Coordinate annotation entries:
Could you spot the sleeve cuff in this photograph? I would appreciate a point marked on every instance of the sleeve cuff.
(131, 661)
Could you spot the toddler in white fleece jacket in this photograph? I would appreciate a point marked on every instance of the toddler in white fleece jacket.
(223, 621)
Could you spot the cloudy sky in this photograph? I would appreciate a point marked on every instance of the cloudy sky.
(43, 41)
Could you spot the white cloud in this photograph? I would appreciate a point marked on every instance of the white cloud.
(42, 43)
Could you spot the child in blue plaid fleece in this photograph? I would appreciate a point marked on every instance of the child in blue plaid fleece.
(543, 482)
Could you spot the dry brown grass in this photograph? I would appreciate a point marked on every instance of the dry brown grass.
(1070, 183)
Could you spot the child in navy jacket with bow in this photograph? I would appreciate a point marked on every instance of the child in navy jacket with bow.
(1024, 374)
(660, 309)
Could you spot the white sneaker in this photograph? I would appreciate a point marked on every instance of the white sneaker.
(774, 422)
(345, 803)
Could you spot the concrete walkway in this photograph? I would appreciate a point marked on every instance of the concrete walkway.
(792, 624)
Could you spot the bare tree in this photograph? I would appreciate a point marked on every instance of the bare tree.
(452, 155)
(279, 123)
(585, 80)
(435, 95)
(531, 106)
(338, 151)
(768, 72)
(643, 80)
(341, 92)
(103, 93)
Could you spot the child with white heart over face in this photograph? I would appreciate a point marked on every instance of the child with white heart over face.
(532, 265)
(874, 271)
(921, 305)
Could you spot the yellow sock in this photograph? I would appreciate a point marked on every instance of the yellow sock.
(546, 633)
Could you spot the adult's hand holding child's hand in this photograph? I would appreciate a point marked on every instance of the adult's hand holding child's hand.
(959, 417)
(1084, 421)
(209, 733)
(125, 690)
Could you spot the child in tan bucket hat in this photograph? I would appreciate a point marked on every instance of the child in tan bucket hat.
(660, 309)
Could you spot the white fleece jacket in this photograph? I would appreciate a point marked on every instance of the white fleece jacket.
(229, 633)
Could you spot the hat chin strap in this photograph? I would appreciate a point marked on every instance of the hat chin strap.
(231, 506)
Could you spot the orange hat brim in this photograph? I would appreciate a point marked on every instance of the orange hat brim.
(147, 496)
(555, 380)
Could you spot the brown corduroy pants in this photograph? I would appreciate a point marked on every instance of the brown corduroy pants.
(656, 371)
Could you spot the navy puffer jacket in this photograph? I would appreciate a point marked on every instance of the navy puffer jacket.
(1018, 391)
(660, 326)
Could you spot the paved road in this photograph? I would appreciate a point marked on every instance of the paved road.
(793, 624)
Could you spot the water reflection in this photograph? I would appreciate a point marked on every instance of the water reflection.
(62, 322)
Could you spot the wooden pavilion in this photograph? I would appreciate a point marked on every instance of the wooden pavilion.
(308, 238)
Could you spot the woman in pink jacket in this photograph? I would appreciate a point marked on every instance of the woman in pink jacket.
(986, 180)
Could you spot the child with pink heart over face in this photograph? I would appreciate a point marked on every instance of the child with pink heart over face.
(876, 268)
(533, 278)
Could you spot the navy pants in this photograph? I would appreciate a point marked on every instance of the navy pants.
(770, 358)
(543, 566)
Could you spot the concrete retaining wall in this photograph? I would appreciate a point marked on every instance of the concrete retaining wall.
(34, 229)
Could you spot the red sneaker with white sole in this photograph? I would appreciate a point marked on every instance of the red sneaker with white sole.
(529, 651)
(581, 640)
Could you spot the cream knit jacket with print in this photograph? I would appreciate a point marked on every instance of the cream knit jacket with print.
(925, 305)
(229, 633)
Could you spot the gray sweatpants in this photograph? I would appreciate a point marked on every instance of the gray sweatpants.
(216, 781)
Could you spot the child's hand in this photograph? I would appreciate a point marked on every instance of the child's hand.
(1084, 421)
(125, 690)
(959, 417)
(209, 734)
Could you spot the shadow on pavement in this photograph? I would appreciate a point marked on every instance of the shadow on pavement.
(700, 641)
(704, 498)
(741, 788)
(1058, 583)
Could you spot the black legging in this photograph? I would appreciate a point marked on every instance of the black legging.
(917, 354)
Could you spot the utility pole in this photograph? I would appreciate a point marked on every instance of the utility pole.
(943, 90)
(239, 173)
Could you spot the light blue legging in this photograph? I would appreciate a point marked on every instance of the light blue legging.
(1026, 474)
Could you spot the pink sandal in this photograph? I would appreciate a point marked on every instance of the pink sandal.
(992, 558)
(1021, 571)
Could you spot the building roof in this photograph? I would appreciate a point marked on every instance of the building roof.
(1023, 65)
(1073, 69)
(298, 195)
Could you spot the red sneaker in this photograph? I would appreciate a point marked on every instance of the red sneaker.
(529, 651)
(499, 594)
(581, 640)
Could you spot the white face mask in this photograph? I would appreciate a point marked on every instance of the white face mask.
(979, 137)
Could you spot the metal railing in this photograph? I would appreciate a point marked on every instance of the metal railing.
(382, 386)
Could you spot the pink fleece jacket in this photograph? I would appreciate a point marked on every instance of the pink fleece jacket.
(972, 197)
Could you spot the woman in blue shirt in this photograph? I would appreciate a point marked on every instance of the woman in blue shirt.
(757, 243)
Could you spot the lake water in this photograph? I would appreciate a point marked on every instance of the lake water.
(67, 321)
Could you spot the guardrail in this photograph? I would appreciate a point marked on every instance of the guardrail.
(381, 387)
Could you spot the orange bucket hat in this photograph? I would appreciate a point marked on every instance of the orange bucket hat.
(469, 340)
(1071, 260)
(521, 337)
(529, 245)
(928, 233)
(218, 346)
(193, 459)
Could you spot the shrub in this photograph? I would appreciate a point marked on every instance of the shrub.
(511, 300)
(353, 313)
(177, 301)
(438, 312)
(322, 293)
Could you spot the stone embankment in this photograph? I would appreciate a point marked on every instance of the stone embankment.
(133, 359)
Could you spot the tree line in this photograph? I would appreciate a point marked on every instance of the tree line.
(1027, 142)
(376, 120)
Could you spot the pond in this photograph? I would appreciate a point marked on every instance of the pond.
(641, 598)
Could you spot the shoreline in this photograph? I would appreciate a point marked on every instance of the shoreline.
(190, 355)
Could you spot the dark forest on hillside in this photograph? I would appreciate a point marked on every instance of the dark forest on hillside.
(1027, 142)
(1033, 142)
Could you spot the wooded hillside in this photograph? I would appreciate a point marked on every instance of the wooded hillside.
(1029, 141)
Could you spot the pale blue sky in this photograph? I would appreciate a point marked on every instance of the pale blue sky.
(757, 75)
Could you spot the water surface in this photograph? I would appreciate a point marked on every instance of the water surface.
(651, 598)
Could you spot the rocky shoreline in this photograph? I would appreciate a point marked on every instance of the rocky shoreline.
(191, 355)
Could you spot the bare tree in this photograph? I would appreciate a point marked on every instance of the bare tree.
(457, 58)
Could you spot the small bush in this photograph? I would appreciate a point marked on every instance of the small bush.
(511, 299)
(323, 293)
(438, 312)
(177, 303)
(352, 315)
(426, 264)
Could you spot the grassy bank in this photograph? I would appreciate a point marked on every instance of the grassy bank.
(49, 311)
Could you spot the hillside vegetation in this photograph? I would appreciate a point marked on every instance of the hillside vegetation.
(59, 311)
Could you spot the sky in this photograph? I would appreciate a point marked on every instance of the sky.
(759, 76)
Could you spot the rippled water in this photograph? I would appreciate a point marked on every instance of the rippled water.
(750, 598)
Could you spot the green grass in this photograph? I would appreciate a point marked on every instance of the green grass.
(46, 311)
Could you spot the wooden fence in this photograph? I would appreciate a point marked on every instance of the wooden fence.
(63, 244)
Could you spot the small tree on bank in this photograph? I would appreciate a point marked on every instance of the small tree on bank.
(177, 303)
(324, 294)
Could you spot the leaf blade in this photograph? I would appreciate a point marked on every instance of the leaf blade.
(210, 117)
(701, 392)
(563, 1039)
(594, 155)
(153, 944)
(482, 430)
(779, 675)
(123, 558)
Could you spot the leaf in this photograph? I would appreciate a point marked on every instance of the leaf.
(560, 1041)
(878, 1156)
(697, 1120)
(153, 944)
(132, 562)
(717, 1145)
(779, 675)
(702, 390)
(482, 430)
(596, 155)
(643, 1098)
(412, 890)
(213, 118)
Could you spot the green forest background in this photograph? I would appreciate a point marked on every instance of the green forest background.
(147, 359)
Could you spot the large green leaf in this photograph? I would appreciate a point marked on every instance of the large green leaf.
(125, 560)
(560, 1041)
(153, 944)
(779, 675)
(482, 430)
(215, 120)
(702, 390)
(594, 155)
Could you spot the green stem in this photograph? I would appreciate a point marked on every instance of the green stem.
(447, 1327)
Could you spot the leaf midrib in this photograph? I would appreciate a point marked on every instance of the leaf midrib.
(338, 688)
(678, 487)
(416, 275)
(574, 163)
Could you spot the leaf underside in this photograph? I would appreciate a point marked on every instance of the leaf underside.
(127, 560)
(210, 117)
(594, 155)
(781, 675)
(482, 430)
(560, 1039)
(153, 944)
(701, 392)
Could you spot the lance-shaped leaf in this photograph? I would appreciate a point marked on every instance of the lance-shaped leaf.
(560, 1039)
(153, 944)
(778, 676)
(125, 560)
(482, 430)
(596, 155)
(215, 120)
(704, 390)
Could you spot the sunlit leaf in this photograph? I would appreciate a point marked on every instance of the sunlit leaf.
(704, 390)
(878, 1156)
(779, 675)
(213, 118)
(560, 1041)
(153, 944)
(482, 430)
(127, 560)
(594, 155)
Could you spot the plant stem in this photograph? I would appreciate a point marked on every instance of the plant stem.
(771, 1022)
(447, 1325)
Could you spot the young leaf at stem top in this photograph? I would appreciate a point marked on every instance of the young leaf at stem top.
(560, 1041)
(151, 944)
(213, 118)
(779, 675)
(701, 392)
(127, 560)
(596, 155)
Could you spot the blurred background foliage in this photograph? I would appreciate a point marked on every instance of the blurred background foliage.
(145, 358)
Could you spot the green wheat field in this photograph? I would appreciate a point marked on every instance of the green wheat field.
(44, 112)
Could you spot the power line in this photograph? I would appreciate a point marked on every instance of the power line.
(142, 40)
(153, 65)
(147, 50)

### What is being asked
Extract, exactly, the lines above that begin at the line containing "Could you spot the young" and end at the final line of the records; add no other text.

### Exercise result
Could you spot the young leaf at stem top in this photograph? I would appreciate a point marked on every instance of the young leaf at stem top.
(560, 1041)
(151, 944)
(213, 118)
(779, 675)
(701, 392)
(127, 560)
(596, 155)
Could you spot the blurred background foliage in this photograph? I would appreciate a point marked on every instance of the blurred background foliage.
(145, 358)
Could you spot the green wheat field in this photograph? I would appreciate a point marked on every instance of the green wheat field.
(44, 112)
Could you spot the power line in this photograph? I would appreciate a point marked on every instance of the power line.
(142, 40)
(153, 65)
(147, 50)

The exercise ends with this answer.